** start MATERIAL TO PROCESS **

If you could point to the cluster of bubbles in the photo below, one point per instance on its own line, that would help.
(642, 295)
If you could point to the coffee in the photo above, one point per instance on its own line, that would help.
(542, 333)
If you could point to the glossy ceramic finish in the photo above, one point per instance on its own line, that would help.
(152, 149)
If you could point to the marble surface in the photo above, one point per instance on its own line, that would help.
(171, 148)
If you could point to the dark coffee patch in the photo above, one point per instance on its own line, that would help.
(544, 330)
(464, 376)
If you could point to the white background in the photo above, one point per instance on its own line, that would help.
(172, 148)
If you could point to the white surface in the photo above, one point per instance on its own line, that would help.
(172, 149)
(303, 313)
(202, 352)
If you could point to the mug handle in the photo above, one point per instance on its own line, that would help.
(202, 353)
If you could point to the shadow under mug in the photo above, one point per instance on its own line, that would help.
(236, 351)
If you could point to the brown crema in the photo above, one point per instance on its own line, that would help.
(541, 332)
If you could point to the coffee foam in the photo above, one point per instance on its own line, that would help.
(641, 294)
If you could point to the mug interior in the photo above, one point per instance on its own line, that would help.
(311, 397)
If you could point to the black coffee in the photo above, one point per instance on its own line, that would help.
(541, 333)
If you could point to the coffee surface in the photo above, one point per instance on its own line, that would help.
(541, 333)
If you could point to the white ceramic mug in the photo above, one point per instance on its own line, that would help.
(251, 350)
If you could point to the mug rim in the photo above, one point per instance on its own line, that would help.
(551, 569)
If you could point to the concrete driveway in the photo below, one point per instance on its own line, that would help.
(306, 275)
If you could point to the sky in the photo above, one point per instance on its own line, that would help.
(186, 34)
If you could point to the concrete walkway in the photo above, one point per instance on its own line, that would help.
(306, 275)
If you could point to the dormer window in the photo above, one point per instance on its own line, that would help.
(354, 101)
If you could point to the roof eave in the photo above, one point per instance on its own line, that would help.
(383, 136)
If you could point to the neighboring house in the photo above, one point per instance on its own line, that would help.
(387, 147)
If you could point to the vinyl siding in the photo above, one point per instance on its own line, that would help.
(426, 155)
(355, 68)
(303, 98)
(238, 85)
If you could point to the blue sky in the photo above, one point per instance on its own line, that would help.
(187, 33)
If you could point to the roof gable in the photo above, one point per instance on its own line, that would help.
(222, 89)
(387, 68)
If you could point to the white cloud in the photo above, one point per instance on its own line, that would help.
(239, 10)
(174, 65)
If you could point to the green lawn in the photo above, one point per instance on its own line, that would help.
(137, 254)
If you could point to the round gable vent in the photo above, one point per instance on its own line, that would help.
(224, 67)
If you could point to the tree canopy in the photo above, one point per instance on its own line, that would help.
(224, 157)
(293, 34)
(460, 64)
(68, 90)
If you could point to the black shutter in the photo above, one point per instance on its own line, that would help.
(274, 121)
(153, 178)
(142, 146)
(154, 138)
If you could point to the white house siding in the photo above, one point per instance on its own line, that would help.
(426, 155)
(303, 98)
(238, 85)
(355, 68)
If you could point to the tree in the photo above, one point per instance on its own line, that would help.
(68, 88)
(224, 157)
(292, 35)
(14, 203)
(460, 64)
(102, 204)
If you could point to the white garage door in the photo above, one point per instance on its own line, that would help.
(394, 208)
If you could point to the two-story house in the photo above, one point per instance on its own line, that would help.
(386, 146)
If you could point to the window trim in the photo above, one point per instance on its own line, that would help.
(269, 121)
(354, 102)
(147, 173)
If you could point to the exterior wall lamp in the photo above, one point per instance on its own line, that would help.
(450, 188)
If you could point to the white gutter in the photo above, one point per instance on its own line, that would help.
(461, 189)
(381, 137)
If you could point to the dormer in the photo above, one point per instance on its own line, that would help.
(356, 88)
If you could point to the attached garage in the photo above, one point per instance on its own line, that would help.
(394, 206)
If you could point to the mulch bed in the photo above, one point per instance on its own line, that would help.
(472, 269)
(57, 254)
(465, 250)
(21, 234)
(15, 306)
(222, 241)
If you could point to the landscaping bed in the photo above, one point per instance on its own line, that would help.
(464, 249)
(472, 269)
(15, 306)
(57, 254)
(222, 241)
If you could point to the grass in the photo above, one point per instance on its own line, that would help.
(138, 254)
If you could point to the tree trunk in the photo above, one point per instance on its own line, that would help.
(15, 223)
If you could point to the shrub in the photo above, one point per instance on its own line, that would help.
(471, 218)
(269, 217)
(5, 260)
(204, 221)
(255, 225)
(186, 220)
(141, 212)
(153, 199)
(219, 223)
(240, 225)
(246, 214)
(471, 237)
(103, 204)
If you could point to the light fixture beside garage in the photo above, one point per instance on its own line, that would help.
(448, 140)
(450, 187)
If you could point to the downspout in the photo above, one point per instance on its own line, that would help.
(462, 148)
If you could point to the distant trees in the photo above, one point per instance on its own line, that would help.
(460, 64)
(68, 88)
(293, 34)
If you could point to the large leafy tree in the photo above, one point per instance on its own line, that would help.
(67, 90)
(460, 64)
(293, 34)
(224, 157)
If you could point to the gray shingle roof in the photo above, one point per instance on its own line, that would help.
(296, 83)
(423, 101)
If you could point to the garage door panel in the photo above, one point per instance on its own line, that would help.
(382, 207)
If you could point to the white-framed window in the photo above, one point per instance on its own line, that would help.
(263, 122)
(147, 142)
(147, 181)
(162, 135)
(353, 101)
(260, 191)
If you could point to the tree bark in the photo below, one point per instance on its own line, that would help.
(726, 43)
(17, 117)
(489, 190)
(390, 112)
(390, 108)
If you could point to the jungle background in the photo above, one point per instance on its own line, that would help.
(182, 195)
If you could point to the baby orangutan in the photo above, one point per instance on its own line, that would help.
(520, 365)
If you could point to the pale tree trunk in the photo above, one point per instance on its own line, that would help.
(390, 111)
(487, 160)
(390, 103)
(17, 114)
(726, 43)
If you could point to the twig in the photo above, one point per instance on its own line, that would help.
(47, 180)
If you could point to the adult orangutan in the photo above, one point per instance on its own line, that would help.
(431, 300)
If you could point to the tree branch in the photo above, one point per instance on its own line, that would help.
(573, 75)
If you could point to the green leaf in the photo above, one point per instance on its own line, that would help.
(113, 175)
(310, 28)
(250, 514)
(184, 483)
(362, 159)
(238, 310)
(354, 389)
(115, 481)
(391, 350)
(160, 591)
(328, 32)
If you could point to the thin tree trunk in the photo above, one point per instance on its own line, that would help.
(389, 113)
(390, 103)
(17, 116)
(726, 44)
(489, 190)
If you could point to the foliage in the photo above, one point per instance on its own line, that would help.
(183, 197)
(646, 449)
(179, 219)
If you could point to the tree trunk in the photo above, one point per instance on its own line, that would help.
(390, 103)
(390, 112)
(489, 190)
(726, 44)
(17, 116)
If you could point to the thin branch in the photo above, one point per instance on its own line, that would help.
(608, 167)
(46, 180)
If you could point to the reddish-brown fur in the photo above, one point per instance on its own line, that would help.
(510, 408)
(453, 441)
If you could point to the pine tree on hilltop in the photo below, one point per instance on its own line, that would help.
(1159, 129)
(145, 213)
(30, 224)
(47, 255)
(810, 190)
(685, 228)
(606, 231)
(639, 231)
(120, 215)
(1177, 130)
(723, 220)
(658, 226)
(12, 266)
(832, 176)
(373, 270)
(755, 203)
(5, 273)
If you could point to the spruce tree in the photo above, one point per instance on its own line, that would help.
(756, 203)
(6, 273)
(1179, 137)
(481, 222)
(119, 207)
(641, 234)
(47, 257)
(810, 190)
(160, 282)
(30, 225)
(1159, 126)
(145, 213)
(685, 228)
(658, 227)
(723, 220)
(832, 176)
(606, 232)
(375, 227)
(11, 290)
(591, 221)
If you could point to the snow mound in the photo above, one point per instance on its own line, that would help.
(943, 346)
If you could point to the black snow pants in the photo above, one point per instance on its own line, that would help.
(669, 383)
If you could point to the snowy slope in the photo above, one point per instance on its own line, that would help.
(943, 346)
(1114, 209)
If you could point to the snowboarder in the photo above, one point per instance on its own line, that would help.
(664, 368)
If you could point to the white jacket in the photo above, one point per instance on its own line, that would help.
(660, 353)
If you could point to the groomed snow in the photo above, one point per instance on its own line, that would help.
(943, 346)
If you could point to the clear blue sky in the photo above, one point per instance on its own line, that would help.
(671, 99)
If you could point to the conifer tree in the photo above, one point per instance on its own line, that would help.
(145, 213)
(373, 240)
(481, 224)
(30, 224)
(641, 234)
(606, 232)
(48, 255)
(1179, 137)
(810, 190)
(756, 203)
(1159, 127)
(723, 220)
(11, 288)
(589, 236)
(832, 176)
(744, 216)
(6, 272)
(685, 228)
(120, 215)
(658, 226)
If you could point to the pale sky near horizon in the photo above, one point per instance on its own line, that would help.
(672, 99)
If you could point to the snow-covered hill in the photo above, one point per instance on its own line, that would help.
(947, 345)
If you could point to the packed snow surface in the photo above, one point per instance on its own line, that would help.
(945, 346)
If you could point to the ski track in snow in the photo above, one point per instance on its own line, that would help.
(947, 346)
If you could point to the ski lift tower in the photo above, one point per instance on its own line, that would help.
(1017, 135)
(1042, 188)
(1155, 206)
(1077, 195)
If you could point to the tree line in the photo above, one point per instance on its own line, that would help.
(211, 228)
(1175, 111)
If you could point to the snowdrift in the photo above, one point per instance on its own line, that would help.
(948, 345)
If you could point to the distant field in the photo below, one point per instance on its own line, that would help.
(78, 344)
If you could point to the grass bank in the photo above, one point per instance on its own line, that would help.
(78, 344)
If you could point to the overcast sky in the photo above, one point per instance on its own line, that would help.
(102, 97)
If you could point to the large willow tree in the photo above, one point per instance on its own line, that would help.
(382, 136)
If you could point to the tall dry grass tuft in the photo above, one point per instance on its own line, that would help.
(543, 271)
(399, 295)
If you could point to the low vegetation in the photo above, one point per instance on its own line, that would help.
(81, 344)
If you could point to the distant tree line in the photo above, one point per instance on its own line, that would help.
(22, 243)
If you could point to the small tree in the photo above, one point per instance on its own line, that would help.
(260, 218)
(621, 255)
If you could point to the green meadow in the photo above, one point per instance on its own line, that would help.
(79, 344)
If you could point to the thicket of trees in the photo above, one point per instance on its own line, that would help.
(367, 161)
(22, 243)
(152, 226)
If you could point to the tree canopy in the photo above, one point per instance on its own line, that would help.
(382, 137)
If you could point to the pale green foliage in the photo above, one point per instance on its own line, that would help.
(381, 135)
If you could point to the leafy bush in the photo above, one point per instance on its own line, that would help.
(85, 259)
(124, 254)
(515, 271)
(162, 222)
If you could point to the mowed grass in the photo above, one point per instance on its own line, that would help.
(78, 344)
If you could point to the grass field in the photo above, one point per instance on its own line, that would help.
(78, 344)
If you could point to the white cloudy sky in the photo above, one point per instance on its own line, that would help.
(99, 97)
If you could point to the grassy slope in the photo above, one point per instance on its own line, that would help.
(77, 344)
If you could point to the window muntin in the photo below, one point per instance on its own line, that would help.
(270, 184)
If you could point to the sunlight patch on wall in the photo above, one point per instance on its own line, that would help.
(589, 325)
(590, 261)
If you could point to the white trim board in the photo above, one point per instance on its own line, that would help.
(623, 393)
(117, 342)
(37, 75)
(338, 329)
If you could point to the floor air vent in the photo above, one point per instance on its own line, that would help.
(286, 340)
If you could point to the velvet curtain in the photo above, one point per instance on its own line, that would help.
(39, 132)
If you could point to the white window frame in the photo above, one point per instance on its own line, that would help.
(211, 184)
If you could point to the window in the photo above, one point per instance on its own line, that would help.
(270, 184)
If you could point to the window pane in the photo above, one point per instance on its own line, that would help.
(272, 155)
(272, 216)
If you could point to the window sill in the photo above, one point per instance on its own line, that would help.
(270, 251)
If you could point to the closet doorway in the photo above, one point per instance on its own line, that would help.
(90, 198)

** end MATERIAL TO PROCESS **

PROBLEM STATEMENT — For this exercise, please retype exactly the lines in the listing from the line with "If you could point to the mowed" through its last line, both ends included.

THE RESULT —
If you could point to the mowed grass in the photo above, one point per instance on its own line, that would help.
(78, 344)
If you could point to the grass field in the photo above, one point per instance on its own line, that would help.
(78, 344)
If you could point to the white cloudy sky in the photo above, one point per instance on its own line, that would help.
(99, 97)
If you could point to the grassy slope in the photo above, one point per instance on its own line, that would help.
(77, 344)
If you could point to the window muntin in the photo below, one point per instance on its own line, that would help.
(270, 184)
If you could point to the sunlight patch on wall in the photo above, one point per instance on its own line, that would help.
(589, 325)
(590, 261)
If you could point to the white trim board in the photo above, one point per instance on its own line, that would help.
(623, 393)
(117, 342)
(37, 75)
(338, 329)
If you could point to the floor air vent in the photo above, one point per instance on its own line, that would help.
(286, 340)
If you could point to the velvet curtain in the photo above, one point per instance on its own line, that would help.
(39, 132)
If you could point to the white window frame in the photo above, one point per instance on its own line, that would help.
(211, 184)
If you could point to the window in the photo above, one point per instance on its own line, that would help.
(270, 184)
If you could point to the window pane in the photo above, one point per instance on its own line, that would help.
(272, 155)
(272, 216)
If you could point to the window sill in the photo above, one point per instance on its own line, that would help.
(270, 251)
If you could point to the closet doorway in the photo above, one point per instance on its own line, that would help.
(90, 198)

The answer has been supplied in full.